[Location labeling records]

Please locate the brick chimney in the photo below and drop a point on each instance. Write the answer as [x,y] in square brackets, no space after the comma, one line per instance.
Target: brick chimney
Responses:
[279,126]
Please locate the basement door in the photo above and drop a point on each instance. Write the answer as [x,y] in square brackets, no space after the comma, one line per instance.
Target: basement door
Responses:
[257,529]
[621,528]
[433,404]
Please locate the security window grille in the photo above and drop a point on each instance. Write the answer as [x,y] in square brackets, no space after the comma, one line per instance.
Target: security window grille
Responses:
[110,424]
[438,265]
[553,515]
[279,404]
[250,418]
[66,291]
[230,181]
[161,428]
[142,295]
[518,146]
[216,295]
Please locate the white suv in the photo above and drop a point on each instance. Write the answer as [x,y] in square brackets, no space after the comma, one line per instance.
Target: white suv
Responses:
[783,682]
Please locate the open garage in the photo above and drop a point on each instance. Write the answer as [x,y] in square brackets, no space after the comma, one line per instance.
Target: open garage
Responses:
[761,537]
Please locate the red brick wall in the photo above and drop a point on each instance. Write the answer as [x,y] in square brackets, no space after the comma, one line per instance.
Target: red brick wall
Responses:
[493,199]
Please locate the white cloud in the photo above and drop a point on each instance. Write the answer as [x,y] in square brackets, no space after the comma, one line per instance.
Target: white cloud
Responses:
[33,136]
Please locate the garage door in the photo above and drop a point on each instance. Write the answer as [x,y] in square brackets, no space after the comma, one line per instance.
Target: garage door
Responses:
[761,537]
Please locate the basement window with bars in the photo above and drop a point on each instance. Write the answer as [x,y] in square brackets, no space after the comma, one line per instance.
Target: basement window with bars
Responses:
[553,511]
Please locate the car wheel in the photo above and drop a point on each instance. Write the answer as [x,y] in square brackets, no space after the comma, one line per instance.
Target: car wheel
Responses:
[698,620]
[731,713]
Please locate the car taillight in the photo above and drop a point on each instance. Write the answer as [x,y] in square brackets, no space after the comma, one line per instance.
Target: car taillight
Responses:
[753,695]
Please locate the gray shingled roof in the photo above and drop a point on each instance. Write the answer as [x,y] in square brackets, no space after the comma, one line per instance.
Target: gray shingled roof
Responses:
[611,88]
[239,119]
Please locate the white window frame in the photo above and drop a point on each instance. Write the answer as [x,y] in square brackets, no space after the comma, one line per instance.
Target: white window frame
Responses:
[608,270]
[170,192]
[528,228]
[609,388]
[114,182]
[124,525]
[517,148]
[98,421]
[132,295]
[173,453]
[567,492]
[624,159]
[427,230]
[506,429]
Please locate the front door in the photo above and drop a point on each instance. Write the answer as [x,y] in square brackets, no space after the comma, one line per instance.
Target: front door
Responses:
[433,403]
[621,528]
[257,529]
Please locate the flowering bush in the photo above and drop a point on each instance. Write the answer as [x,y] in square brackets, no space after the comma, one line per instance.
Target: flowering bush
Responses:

_WHAT YOU NEED TO DO_
Rewrite the stretch from the line containing "Please locate the flowering" through the end of the listing, replacing "flowering bush" with "flowering shrub" and leaving everything else unchanged.

_EXERCISE OUTPUT_
Please locate the flowering shrub in the photo above and drop a point on each instance. Write the answer as [x,y] in square brackets, no space after the comma, one line per instance.
Target: flowering shrub
Responses:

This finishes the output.